• TASK TO CARRY OUT:
Please copy out verbatim the part of the entries that opens with the line containing "Worksheet Problem 2: The image above contains the rocky outcrop" and closes with the line containing "0, 0, 1000, 101", both included.

• GIVEN DATA:
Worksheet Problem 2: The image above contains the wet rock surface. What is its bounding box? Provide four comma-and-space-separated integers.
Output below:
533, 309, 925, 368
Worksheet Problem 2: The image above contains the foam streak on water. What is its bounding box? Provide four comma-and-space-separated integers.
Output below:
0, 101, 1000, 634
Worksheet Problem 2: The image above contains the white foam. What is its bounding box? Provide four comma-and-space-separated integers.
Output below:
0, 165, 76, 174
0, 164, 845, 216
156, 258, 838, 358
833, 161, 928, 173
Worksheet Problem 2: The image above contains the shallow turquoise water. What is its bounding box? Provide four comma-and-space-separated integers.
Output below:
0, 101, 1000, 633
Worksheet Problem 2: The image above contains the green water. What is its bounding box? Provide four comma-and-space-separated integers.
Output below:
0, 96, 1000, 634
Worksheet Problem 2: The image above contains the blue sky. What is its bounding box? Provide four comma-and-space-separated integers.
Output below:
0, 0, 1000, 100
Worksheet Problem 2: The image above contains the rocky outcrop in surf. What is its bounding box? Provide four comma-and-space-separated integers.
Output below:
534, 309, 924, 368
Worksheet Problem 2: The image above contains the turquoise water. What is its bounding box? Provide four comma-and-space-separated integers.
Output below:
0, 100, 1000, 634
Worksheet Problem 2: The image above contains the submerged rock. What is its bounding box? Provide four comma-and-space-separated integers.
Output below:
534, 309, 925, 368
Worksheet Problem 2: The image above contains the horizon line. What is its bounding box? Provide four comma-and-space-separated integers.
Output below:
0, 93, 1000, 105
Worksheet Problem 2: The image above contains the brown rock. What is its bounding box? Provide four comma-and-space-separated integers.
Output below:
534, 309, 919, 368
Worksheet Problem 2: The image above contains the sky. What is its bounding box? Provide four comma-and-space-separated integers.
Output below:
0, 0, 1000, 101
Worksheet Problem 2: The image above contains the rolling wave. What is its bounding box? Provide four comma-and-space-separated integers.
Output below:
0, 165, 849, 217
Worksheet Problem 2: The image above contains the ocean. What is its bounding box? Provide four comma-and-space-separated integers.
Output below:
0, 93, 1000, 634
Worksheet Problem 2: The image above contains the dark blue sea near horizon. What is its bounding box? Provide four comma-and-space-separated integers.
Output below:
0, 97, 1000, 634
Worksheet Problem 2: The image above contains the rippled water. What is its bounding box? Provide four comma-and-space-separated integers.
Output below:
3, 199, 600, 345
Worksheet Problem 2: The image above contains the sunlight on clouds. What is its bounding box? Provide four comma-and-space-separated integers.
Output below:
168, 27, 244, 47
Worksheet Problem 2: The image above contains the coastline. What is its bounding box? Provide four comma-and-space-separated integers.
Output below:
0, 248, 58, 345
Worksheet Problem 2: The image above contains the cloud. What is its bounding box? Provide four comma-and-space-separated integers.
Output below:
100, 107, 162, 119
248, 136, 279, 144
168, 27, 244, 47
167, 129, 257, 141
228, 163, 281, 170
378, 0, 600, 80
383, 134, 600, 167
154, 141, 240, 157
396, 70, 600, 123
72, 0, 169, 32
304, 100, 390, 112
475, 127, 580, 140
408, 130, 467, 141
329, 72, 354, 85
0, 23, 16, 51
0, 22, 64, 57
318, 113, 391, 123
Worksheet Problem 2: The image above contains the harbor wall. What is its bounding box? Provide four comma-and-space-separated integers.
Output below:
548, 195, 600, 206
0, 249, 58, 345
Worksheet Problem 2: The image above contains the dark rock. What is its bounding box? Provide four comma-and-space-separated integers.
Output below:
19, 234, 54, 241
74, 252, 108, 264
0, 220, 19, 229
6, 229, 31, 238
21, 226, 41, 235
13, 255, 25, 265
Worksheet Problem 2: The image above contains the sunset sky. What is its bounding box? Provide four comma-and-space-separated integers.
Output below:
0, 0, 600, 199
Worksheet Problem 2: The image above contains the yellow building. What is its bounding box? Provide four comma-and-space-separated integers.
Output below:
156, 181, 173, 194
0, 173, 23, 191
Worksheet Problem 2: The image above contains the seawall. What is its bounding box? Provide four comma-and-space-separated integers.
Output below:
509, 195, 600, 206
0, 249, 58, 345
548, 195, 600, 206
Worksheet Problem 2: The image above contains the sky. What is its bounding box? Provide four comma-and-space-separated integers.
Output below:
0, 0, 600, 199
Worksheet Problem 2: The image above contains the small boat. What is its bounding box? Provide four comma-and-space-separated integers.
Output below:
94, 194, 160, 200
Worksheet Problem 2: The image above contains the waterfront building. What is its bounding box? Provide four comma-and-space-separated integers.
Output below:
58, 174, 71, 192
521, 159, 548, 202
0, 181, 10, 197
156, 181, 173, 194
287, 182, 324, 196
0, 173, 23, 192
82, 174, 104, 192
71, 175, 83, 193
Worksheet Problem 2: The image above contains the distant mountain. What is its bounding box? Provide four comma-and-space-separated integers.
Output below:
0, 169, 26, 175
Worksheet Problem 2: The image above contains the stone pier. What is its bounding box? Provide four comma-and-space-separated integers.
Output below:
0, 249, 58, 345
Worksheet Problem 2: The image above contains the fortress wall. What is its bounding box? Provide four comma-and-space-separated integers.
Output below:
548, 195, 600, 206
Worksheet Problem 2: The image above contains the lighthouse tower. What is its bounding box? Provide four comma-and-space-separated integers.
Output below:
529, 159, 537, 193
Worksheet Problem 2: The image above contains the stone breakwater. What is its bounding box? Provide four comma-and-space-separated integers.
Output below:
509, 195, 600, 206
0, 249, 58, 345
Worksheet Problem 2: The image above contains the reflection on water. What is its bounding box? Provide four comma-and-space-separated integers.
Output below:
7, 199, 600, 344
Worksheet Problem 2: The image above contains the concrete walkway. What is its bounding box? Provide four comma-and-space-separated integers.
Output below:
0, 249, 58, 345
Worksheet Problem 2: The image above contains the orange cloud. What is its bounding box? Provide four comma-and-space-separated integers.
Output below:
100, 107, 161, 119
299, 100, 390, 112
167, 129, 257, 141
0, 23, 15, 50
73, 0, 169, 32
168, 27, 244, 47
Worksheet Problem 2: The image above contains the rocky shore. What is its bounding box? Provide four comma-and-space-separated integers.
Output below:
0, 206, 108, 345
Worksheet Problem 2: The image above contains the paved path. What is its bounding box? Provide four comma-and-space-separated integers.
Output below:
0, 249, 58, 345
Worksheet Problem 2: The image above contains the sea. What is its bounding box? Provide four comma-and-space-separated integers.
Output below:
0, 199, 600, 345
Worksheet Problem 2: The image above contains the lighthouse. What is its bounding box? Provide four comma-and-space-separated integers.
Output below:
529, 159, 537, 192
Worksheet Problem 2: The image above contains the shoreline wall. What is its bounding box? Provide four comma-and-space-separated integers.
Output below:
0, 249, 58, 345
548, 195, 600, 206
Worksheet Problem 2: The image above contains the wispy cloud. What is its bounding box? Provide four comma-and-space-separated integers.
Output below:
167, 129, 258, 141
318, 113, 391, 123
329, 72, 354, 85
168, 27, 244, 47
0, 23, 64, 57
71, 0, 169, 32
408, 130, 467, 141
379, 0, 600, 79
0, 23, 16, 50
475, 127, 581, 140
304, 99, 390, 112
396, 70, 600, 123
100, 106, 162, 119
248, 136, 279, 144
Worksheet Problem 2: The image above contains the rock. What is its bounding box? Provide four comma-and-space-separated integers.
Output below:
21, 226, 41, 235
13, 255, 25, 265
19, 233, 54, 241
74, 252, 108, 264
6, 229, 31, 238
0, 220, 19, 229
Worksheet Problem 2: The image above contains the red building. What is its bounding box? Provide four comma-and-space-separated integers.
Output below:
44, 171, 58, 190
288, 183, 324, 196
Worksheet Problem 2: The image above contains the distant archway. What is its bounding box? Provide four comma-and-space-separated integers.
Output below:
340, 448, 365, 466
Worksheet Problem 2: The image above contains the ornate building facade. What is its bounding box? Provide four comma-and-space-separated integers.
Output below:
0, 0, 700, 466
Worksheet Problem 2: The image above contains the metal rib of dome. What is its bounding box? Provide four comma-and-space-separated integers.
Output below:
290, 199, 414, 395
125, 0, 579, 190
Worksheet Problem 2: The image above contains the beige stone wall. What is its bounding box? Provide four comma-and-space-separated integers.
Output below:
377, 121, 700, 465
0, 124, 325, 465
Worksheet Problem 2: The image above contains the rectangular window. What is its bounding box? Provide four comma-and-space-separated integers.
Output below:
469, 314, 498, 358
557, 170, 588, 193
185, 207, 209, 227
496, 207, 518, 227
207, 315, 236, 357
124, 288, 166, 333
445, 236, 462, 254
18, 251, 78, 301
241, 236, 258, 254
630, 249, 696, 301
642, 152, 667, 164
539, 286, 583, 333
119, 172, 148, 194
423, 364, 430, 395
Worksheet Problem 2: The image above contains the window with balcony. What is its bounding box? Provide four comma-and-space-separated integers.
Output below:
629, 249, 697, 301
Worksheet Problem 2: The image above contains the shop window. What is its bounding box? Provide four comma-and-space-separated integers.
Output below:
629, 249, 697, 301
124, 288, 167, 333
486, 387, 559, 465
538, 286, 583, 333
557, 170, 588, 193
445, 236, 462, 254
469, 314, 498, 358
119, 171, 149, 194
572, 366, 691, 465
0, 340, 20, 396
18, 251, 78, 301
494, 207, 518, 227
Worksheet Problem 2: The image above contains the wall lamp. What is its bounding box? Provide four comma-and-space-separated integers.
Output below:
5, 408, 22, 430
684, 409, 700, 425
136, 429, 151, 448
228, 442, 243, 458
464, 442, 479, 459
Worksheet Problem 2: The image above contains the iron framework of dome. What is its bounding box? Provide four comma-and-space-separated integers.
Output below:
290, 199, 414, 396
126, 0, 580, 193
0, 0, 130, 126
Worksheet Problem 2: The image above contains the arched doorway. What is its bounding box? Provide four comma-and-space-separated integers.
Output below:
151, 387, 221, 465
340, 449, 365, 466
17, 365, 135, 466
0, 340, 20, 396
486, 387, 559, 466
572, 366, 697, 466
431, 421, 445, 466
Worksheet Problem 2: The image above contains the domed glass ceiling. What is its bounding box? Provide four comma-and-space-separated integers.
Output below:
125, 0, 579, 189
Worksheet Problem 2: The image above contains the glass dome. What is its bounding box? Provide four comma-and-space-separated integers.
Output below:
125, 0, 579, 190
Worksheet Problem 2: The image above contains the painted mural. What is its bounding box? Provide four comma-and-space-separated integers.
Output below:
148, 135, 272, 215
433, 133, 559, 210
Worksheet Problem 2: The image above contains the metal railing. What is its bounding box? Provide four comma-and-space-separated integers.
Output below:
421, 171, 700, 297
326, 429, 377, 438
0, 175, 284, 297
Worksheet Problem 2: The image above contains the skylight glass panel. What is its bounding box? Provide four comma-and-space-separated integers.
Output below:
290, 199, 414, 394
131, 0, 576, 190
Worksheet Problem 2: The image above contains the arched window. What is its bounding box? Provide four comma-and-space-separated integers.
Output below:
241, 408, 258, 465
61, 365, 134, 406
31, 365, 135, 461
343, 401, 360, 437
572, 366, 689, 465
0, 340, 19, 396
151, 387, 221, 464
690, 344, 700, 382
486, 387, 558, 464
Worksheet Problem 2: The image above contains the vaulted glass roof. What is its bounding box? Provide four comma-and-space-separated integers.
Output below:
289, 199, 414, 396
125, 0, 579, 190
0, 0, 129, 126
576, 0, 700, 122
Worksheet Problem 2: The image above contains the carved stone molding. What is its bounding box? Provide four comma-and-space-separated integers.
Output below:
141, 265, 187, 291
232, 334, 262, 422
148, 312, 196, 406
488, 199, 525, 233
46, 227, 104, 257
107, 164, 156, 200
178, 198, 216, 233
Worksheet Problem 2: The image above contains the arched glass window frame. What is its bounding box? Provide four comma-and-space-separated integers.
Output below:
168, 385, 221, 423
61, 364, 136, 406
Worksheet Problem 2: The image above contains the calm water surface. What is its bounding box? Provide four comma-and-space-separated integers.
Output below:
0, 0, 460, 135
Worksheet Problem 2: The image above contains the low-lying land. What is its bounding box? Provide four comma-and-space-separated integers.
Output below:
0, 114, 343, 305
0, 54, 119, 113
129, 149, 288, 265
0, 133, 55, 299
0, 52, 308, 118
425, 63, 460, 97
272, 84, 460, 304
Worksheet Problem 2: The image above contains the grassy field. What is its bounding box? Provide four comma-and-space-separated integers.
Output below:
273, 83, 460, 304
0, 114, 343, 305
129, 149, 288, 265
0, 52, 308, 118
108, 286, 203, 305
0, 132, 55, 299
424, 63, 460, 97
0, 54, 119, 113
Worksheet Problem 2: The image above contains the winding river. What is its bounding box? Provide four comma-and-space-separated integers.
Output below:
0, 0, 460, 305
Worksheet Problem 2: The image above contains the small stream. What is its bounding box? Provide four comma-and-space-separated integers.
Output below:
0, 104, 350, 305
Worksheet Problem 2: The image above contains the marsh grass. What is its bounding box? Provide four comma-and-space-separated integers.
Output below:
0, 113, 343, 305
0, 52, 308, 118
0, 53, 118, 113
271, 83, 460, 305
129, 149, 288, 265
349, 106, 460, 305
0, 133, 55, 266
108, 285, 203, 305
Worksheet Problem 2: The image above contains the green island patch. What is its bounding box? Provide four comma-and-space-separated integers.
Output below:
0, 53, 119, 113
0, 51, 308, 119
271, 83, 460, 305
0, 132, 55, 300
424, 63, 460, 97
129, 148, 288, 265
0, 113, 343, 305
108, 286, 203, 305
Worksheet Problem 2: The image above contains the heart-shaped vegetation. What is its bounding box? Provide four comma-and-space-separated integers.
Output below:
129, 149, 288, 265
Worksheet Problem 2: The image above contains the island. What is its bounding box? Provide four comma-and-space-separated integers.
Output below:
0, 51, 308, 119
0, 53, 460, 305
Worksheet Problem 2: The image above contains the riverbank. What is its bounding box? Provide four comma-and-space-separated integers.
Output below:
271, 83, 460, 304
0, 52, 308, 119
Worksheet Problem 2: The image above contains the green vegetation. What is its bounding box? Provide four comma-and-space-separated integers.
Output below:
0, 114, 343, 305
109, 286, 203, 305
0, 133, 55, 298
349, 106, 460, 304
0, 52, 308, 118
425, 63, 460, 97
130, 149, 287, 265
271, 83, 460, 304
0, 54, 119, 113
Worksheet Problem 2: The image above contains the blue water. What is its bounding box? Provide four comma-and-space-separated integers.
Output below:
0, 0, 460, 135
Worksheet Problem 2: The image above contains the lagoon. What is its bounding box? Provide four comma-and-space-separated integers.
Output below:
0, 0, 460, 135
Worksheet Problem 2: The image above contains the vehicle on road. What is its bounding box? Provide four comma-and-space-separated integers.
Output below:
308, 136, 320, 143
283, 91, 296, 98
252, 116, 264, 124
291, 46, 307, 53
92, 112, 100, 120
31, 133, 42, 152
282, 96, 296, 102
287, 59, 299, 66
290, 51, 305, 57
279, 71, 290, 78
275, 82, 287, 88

• OUTPUT BELOW:
Worksheet Problem 2: The image above contains the rocky outcrop in surf. What is its bounding box? Provide four comma-and-space-separated integers.
Output below:
534, 309, 924, 368
Worksheet Problem 2: The image above contains the turquoise water. What is its bounding box? Provide four comma-and-space-separated integers.
Output below:
0, 100, 1000, 634
Worksheet Problem 2: The image above contains the submerged rock. What is its bounding box? Provide four comma-and-space-separated integers.
Output below:
534, 309, 925, 368
Worksheet Problem 2: The image above contains the horizon line. What is its bounding box? Provide four comma-and-space-separated integers.
Output below:
0, 93, 1000, 105
Worksheet Problem 2: The image above contains the brown rock. What is its bounding box? Provide four comma-and-space-separated integers.
Output below:
534, 309, 919, 368
Worksheet Problem 2: The image above contains the sky. What is its bounding box? Provide four comma-and-space-separated integers.
Output below:
0, 0, 1000, 101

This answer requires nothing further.